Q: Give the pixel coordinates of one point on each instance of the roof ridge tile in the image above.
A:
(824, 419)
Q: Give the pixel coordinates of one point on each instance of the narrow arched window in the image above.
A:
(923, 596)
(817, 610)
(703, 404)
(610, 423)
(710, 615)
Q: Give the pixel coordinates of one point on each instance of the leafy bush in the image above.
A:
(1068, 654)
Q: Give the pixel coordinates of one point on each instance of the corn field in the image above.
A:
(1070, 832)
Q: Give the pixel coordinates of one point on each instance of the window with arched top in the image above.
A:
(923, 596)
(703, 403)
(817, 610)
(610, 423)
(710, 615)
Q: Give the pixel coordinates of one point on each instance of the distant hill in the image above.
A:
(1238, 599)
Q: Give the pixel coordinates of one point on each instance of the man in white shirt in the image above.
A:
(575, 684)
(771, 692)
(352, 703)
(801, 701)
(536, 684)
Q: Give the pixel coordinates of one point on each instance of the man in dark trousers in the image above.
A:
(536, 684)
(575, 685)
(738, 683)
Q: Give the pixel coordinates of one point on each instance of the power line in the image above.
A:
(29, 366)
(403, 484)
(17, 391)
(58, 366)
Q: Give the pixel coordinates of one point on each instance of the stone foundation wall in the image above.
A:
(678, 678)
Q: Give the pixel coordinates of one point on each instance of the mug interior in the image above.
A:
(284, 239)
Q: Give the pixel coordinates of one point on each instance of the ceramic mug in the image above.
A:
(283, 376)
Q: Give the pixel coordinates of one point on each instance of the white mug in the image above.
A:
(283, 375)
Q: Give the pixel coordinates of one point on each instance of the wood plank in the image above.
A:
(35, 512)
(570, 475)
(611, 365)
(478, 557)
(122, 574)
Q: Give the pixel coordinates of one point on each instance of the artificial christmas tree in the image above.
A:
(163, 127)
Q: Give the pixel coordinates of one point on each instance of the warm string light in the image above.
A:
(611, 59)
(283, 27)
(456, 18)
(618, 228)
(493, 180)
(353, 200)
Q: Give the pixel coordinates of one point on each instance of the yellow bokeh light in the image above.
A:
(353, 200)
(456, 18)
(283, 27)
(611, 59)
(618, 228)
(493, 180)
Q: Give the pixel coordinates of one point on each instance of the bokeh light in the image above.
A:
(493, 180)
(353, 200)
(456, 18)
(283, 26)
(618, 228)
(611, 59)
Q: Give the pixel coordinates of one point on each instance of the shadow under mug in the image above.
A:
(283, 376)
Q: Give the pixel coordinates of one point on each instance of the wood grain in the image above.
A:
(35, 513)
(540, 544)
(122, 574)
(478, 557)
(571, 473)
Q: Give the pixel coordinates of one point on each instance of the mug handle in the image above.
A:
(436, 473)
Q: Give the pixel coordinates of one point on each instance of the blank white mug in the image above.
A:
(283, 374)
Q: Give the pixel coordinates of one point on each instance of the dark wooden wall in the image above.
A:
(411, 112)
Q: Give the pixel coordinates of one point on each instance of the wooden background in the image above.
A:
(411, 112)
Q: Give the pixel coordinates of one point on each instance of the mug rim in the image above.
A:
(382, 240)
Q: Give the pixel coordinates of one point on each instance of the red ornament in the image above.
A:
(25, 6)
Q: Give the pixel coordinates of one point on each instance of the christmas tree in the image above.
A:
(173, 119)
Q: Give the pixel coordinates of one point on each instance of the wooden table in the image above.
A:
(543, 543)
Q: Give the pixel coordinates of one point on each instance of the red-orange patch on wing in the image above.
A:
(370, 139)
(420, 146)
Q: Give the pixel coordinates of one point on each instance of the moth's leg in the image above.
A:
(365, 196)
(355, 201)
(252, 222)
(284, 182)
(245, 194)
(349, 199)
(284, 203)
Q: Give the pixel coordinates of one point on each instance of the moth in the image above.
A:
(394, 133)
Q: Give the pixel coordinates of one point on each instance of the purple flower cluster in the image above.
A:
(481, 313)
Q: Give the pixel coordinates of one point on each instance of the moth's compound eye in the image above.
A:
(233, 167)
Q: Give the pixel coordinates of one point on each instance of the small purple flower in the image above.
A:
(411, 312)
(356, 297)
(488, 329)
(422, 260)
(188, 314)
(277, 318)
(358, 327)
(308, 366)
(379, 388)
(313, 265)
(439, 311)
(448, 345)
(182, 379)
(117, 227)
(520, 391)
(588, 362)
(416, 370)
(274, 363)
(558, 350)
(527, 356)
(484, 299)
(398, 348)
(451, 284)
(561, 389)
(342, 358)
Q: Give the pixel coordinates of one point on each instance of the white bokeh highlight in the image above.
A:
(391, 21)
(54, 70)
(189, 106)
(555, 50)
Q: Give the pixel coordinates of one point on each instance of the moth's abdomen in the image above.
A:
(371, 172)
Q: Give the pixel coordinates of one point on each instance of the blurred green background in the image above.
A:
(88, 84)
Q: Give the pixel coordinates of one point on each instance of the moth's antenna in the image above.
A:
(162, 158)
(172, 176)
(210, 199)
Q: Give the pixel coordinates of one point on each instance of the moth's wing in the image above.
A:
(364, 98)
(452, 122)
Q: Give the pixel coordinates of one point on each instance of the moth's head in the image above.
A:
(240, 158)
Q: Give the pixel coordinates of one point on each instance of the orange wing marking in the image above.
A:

──────

> **WORK TO COMPLETE**:
Reproduce all of the material above word for word, from its first line to its last.

> **WORKED ANSWER**:
Q: Give the pixel coordinates of one point on each instance of the roof ridge tile in the image above.
A:
(824, 419)
Q: Give the pixel coordinates of one point on each instance of the narrow arched window in the image above.
A:
(923, 596)
(817, 610)
(703, 404)
(610, 423)
(710, 615)
Q: Give the pixel coordinates of one point on each instance of the leafy bush in the image above.
A:
(1068, 654)
Q: Give the pixel coordinates of one point on each instance of the corn field in the image above.
A:
(1070, 832)
Q: Give the pixel coordinates of one point on each instance of the window with arched top in the image above.
A:
(923, 596)
(703, 403)
(817, 610)
(610, 423)
(710, 615)
Q: Give the pixel coordinates of one point on each instance of the distant hill in the image above.
A:
(1238, 599)
Q: Give the pixel coordinates of one point on each instance of the man in white shirt in the image above.
A:
(575, 684)
(771, 692)
(352, 703)
(801, 701)
(536, 684)
Q: Give the pixel coordinates of one point on each instance of the man in dark trousers in the image above.
A:
(536, 684)
(575, 685)
(738, 683)
Q: Give the pixel coordinates of one point on each instance of the power line in the image above.
A:
(29, 366)
(403, 484)
(17, 391)
(58, 366)
Q: Give the pixel coordinates of one point on each instance of the stone foundation wall in the image above.
A:
(678, 678)
Q: Give the pixel coordinates of one point on each instance of the mug interior in the image above.
A:
(284, 239)
Q: Give the pixel coordinates of one point on each instance of the ceramic mug in the image above.
A:
(283, 376)
Q: Give the pixel coordinates of one point on each instance of the white mug in the image above.
A:
(283, 375)
Q: Give the pixel coordinates of one point on each instance of the wood plank in the image above.
A:
(35, 512)
(570, 475)
(611, 365)
(478, 557)
(122, 574)
Q: Give the pixel coordinates of one point on each instance of the artificial christmas tree in the image above.
A:
(163, 127)
Q: Give the pixel coordinates of one point on each instance of the warm string light in the image above.
A:
(611, 59)
(283, 27)
(456, 18)
(618, 228)
(493, 180)
(353, 200)
Q: Give the pixel coordinates of one point on each instance of the yellow bokeh light in the image above.
A:
(353, 200)
(456, 18)
(283, 27)
(611, 59)
(618, 228)
(493, 180)
Q: Give the pixel coordinates of one point on each instance of the bokeh light in the image above.
A:
(493, 180)
(353, 200)
(456, 18)
(283, 26)
(618, 228)
(611, 59)
Q: Give the pixel coordinates of one point on each instance of the shadow under mug in the image above.
A:
(283, 376)
Q: Give the pixel coordinates of one point on each instance of the wood grain in the image above.
A:
(35, 513)
(540, 544)
(122, 574)
(478, 557)
(571, 473)
Q: Give the pixel coordinates of one point on each instance of the mug handle in the image above.
A:
(436, 473)
Q: Give the pixel coordinates of one point on each instance of the blank white mug in the image above.
A:
(283, 374)
Q: Give the pixel coordinates of one point on each instance of the dark wooden wall in the image above.
A:
(411, 112)
Q: Give the pixel coordinates of one point on each instance of the wooden background in the image above.
A:
(411, 112)
Q: Give the pixel coordinates of one point on each instance of the mug rim in the image above.
A:
(382, 240)
Q: Give the pixel coordinates of one point on each instance of the red ornament in the image above.
A:
(25, 6)
Q: Give the pixel coordinates of one point on each instance of the christmas tree in the image above.
A:
(173, 119)
Q: Give the pixel coordinates of one point on each instance of the wooden table in the image above.
A:
(543, 543)
Q: Give the pixel coordinates of one point on each instance of the red-orange patch on wing in the image above.
A:
(370, 139)
(420, 146)
Q: Give the pixel coordinates of one point on each instance of the moth's leg in the image above.
A:
(365, 196)
(355, 201)
(252, 222)
(284, 182)
(245, 194)
(349, 199)
(284, 203)
Q: Give the pixel coordinates of one point on each instance of the moth in the image above.
A:
(394, 133)
Q: Give the pixel coordinates of one point on each instance of the purple flower cluster in the image above.
A:
(481, 313)
Q: Give the pixel coordinates of one point on each instance of the moth's compound eye in the image above.
A:
(233, 167)
Q: Give the pixel coordinates of one point on each instance of the small purple flower in the image above.
A:
(411, 312)
(356, 297)
(488, 329)
(422, 260)
(188, 314)
(277, 318)
(358, 327)
(308, 366)
(379, 388)
(313, 265)
(439, 311)
(448, 345)
(182, 379)
(117, 227)
(520, 391)
(588, 362)
(416, 370)
(274, 363)
(558, 350)
(527, 356)
(484, 299)
(398, 348)
(451, 284)
(561, 389)
(342, 358)
Q: Give the pixel coordinates of one point on each instance of the white bokeh highlight in the image above.
A:
(391, 21)
(54, 70)
(189, 106)
(555, 50)
Q: Give the pixel coordinates of one point on each instance of the moth's abdomen in the image above.
A:
(371, 172)
Q: Give the pixel coordinates of one point on each instance of the blurred green background in the image above.
A:
(88, 84)
Q: Give the pixel coordinates of one point on each instance of the moth's antenna in the image above.
A:
(162, 158)
(172, 176)
(210, 199)
Q: Give the pixel coordinates of one point on each instance of the moth's wing in the image above.
A:
(364, 98)
(452, 122)
Q: Give the pixel coordinates of one point on each instance of the moth's head in the image above.
A:
(240, 158)
Q: Give the pixel coordinates of one point on each instance of the orange wing marking in the image above.
A:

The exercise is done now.